(Saved entries)
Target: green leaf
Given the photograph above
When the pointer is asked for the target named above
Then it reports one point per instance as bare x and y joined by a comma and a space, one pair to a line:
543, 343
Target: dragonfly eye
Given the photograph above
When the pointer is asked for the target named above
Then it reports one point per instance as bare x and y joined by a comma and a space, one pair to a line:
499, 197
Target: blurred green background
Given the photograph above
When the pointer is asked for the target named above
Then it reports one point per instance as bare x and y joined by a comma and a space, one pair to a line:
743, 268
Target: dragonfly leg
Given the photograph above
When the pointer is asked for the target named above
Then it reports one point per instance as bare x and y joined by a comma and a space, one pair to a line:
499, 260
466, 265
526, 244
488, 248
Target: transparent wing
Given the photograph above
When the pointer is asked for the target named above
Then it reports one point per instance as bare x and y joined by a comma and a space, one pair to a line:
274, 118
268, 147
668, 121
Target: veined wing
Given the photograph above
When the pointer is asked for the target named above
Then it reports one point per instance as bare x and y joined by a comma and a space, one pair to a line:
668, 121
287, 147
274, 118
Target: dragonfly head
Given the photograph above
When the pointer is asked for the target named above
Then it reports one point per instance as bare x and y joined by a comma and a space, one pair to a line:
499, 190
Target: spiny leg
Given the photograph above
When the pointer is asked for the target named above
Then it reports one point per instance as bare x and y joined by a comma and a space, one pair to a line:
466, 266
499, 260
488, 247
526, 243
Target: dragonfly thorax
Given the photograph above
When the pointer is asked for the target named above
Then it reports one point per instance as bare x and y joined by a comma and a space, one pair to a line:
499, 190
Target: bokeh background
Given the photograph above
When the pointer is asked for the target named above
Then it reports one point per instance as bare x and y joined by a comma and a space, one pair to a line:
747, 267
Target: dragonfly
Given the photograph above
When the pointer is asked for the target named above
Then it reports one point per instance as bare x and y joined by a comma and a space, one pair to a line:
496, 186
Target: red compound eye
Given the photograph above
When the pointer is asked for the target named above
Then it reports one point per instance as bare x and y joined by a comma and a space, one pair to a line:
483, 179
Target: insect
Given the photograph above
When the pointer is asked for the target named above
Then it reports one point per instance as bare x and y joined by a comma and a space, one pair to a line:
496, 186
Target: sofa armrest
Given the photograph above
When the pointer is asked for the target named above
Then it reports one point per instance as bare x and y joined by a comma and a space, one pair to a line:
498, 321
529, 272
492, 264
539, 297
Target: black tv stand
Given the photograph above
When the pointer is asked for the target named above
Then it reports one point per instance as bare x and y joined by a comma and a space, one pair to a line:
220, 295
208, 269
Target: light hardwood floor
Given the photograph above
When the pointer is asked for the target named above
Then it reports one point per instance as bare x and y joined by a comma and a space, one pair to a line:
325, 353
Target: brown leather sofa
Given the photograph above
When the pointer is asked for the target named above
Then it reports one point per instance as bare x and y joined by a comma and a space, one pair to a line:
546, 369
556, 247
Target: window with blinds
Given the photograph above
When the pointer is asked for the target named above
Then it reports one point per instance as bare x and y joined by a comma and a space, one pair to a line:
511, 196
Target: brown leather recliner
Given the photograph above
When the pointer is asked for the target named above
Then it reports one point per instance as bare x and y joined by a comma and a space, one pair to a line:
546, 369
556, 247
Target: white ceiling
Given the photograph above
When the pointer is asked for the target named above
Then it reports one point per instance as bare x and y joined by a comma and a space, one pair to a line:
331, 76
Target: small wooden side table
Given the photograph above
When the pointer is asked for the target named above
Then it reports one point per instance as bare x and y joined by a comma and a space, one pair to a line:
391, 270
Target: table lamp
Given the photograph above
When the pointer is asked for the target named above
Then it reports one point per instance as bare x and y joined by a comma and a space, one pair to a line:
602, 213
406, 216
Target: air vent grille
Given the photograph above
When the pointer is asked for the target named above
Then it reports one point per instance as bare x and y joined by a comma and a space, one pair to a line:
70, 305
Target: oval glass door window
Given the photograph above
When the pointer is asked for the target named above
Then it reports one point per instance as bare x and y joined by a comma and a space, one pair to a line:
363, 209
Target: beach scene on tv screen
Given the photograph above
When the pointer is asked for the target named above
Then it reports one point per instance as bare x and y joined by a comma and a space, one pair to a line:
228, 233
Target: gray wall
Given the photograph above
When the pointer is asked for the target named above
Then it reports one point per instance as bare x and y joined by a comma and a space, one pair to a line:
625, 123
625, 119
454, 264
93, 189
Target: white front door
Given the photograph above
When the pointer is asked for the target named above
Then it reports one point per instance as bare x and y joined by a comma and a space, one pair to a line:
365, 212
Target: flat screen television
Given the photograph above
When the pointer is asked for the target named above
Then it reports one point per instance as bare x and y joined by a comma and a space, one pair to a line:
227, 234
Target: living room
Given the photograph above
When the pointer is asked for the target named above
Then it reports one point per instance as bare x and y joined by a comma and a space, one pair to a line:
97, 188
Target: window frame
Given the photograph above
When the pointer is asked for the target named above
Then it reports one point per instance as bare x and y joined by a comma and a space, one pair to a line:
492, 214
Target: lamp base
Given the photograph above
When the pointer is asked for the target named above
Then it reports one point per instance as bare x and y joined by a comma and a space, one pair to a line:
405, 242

#### [Your assignment]
Copy every line above in which the string "screen" shows up.

#### [Solution below]
Target: beach scene on tv screen
Target: flat screen television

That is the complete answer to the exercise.